▶ _Passage to read_
The Versatility of the Totality Principle

This article focuses on the Totality principle, which requires the court to take a “last look” at all the facts and circumstances and assess whether the sentence looks wrong. First, the article unpacks the Totality principle. Next, it elaborates on the versatile roles of the Totality principle. Finally, it offers some reflections on the Totality principle.

Introduction

  1. By way of background, where a person is convicted and sentenced to imprisonment for at least three distinct offences,1There must be a separate charge for every distinct offence: s 132(1) of the Criminal Procedure Code (Cap 68, 2012 Rev Ed). at least two of those imprisonment sentences must run consecutively: section 307(1) of the Criminal Procedure Code (Cap 68, 2012 Rev Ed).
  2. In deciding on the consecutive sentences, a court will have regard to the one-transaction rule and the Totality principle. The one-transaction rule serves as a filter to sieve out those sentences that ought not as a general rule to be ordered to run consecutively: Mohamed Shouffee Bin Adam v Public Prosecutor [2014] SGHC 34 at [27].While it may be helpful to have regard to factors such as proximity and diversity of the legally protected interests, the consideration of the one-transaction rule must be undertaken as a matter of common sense: Poh Boon Kiat v Public Prosecutor [2014] SGHC 186 at [110].
  3. The Totality principle requires the court to take a “last look” at all the facts and circumstances and assess whether the sentence looks wrong.2Mohamed Shouffee Bin Adam v Public Prosecutor (2014) SGHC 34 at (58). The Totality principle is a pivotal qualification to the general rule of consecutive sentences for unrelated offences. A mere arithmetic addition of individual sentences might, in many situations and despite the fact that the offences are unrelated, lead to aggregate sentences that are disproportionate to the overall criminality presented: Public Prosecutor v Raveen Balakrishnan [2018] 5 SLR 799 at [71].3See also Andrew Ashworth, Sentencing and Criminal Justice (6th Edition, 2015, Cambridge University Press) at page 277.
  4. This article focuses on the Totality principle in the following ways:
    1. Unpacks the Totality principle;
    2. Elaborates on the versatile roles of the Totality principle; and
    3. Offers some reflections on the Totality principle.

▶ _Task goal_
Rewrite the passage on the Totality principle from "This article focuses on the Totality principle, which" up to and including "it offers some reflections on the Totality principle.", swapping "article" for "paper" wherever it occurs. The records that come next are drawn from a separate source.

Data items
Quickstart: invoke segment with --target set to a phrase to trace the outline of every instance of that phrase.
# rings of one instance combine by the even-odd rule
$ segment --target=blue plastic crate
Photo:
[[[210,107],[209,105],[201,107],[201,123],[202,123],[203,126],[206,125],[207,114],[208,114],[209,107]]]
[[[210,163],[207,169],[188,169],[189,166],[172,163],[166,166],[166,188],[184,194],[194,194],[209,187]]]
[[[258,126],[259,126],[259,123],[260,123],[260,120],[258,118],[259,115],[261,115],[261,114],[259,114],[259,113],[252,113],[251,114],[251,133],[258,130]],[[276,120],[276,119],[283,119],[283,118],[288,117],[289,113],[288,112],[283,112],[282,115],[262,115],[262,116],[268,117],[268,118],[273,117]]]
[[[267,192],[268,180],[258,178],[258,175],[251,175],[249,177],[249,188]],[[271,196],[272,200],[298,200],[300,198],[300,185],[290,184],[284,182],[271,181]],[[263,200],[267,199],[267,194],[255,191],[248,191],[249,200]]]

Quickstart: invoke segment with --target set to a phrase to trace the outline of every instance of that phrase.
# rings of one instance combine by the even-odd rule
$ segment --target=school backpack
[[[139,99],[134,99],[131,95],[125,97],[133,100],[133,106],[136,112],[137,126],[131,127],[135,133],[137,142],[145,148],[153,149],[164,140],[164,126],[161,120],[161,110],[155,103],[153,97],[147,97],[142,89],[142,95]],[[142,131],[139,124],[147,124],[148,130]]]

==

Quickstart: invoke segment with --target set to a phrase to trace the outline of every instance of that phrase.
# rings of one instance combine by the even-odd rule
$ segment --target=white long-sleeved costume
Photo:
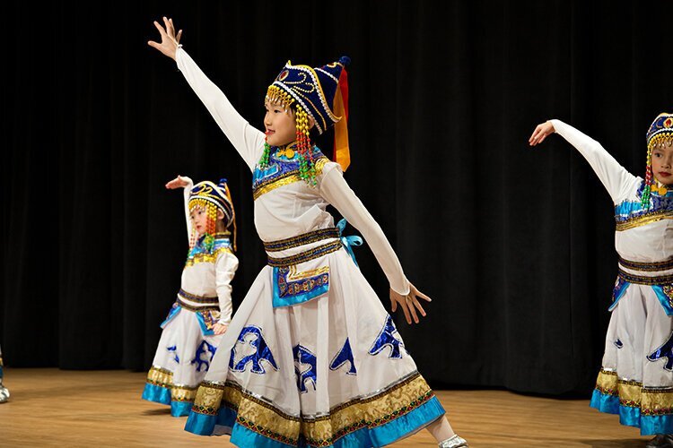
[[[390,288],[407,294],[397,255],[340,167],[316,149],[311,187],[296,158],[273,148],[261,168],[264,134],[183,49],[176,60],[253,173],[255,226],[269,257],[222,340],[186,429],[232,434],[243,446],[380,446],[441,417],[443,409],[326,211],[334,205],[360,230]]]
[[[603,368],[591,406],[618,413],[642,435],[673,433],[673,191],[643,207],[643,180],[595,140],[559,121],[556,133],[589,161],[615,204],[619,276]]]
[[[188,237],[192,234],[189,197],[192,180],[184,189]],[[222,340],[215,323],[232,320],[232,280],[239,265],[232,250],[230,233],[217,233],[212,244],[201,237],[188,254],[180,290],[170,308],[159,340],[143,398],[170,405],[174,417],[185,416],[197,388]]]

▶ _Worked answer_
This paper focuses on the Totality principle, which requires the court to take a “last look” at all the facts and circumstances and assess whether the sentence looks wrong. First, the paper unpacks the Totality principle. Next, it elaborates on the versatile roles of the Totality principle. Finally, it offers some reflections on the Totality principle.